● **STATED TASK**:
Copy the lines below word for word, leaving out the pictures.

[Location identification items]
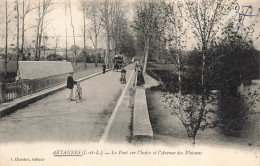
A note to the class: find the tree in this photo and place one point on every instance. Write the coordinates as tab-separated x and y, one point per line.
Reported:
95	25
42	23
176	39
197	109
73	31
149	23
26	9
84	6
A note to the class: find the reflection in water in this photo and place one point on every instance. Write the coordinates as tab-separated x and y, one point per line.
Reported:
232	114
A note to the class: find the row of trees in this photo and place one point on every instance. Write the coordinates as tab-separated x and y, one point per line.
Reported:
222	46
102	19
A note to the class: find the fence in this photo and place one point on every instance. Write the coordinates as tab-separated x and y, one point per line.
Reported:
10	91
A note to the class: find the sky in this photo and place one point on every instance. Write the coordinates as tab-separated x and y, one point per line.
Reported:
57	24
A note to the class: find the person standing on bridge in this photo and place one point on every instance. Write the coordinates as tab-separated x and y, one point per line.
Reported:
70	86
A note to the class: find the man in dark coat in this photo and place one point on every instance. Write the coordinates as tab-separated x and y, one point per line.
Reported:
70	86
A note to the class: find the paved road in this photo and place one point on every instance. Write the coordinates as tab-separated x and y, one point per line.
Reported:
55	119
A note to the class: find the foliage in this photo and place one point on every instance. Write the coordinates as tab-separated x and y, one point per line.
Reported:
54	57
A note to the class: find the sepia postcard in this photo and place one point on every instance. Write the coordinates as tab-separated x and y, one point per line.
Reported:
130	82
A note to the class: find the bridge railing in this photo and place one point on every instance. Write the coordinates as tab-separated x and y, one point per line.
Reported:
13	90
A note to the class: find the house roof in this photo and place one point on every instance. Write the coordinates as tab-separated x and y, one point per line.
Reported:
40	69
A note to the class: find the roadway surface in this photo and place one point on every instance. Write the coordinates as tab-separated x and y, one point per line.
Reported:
55	119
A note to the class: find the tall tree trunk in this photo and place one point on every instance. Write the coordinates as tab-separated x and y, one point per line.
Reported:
96	57
38	30
107	33
22	44
146	47
74	40
6	36
17	9
84	33
66	31
179	74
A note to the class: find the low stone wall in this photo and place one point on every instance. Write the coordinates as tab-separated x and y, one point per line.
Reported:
141	120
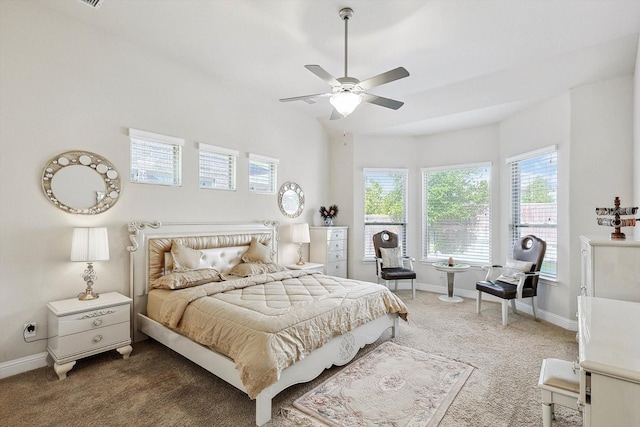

● **RESPONSE TO THE EXERCISE**:
A note to the class: find the tree in this photo and place one point on every instance. Write the coordinates as tab-separated x and y, one point per line.
Reported:
95	25
42	23
176	39
197	109
73	31
149	23
26	9
84	6
A note to the class: find the reflection in water in this photo and place one point on every instance. Write the coordinates as tab-separated x and y, one point per line.
Reported:
232	114
A note to the class: find the row of trees in this photo and place one point on every instance. Write the coordinates as tab-separated x and y, one point per line.
Reported:
222	46
102	19
A note to the class: find the fence in this photo and place one point on every instance. Write the coordinates as tab-separated x and y, one point per line.
Reported:
10	91
A note to the class: find the sky in this photo and place one point on every instance. Write the coordinates as tab-separated x and y, one point per line.
Reported:
57	24
A note to the class: find the person standing on bridge in this photo and place one point on every instance. Write the coordinates as tab-separated x and y, one point per line.
Reported:
70	86
A note to the class: find the man in dark coat in this photo and place one point on every instance. Write the coordinates as tab-separated x and y, one point per line.
Reported:
70	86
A note to the class: find the paved road in this photo and place one point on every instance. Write the coordinates as tab-separated x and y, one point per line.
Reported:
55	119
A note to the class: find the foliage in this photo and place one point on every instance. Write the coordinates as tab-separated x and y, one point per line.
Reported:
54	57
A note to the class: find the sepia postcard in this photo and place one point on every instance. Write the coordinates as tab-separated x and y, one point per line.
Reported:
130	82
A note to the class: find the bridge railing in this photo and place one point on every instance. Write the coordinates as tab-separated x and y, one point per line.
Reported:
13	90
A note to the class: find the house roof in this photo and place one point on every instance. Write the coordinates as tab-separated x and y, one point per line.
Reported:
40	69
A note to the class: find the roadway surface in this photo and place one point on every instance. Write the coordinates as tab-separated x and y, one point per line.
Reported:
55	119
A note to the class: find the tall tree trunk in this photo and place one point on every instance. Write the coordinates as tab-separated x and y, one point per line.
Reported:
96	57
38	30
107	33
22	44
146	47
74	40
6	36
17	9
84	33
66	31
179	74
A note to the class: find the low stone wall in this photo and place one point on every instance. Write the coordinates as tab-separated x and y, one point per line.
Reported:
141	120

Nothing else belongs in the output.